* [Short task]
Which lines in the rows below contain the string "Output"? Pull out each one in full, treating case as significant.

* [Dataset rows]
--------------------------------------------------

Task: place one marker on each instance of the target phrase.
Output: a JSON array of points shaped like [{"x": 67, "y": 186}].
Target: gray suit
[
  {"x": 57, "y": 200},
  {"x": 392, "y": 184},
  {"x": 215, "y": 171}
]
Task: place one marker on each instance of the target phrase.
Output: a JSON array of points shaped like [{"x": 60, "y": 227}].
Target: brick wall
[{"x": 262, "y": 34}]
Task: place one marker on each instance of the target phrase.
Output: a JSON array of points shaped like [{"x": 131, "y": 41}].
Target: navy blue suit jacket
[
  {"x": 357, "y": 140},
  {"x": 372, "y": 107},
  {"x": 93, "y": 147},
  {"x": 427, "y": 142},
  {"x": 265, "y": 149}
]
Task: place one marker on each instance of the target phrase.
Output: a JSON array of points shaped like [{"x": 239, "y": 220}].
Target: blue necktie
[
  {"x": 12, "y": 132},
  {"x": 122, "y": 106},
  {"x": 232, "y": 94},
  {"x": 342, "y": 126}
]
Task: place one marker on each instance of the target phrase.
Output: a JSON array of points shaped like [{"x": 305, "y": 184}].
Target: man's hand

--------------------------------------------------

* [Final result]
Output: a JSON array of points shaped like [{"x": 67, "y": 186}].
Output: a JSON array of points shaped like [{"x": 60, "y": 227}].
Output: a JSON array of points shaped like [{"x": 131, "y": 41}].
Output: a JSON array of points shaped like [{"x": 239, "y": 220}].
Output: a JSON array of points shaped like [{"x": 305, "y": 184}].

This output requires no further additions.